→ Passage to read
Reviews OWE & Fringe Published 11 October 2018

Review: othellomacbeth at Lyric Hammersmith

5th October - 3rd November

‘a jumble – not necessarily in a constructive, interesting or interrogative way’: Amy Borsuk reviews Jude Christian’s mashup of Shakespearean tragedies

Amy Borsuk
othellomacbeth at Lyric Hammersmith. Photo: Helen Murray

othellomacbeth at Lyric Hammersmith. Photo: Helen Murray

I am possibly the best person and the worst person to be writing this review for othellomacbeth. For posterity and ethical full disclosure: my masters’ dissertation was about collage-based or mixed-up textual adaptations of Shakespeare, including my own messy experimentation in such a practice. With this heavy bias of academic critical theory and personal experience filtering my judgment of the production, I must still conclude that the production was certainly a jumble, but not necessarily in any constructive, interesting or interrogative way.

→ Information shown
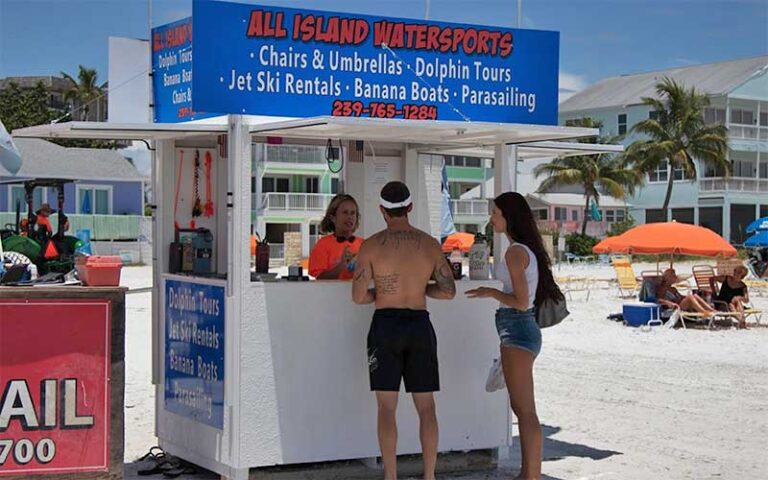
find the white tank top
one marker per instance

---

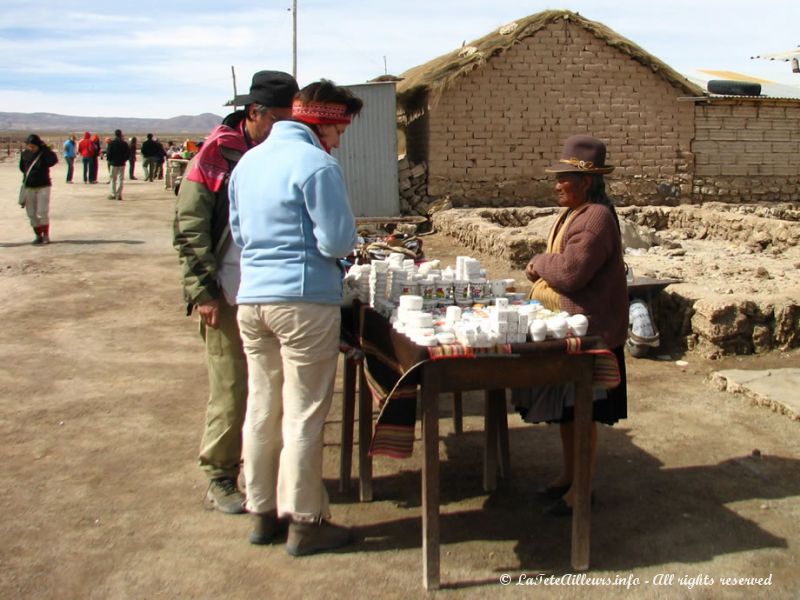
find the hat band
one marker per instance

→ Task statement
Quote the othellomacbeth review above word for word, from "5th October - 3rd" to "or interrogative way.".

→ Response to the exercise
5th October - 3rd November

‘a jumble – not necessarily in a constructive, interesting or interrogative way’: Amy Borsuk reviews Jude Christian’s mashup of Shakespearean tragedies

Amy Borsuk
othellomacbeth at Lyric Hammersmith. Photo: Helen Murray

othellomacbeth at Lyric Hammersmith. Photo: Helen Murray

I am possibly the best person and the worst person to be writing this review for othellomacbeth. For posterity and ethical full disclosure: my masters’ dissertation was about collage-based or mixed-up textual adaptations of Shakespeare, including my own messy experimentation in such a practice. With this heavy bias of academic critical theory and personal experience filtering my judgment of the production, I must still conclude that the production was certainly a jumble, but not necessarily in any constructive, interesting or interrogative way.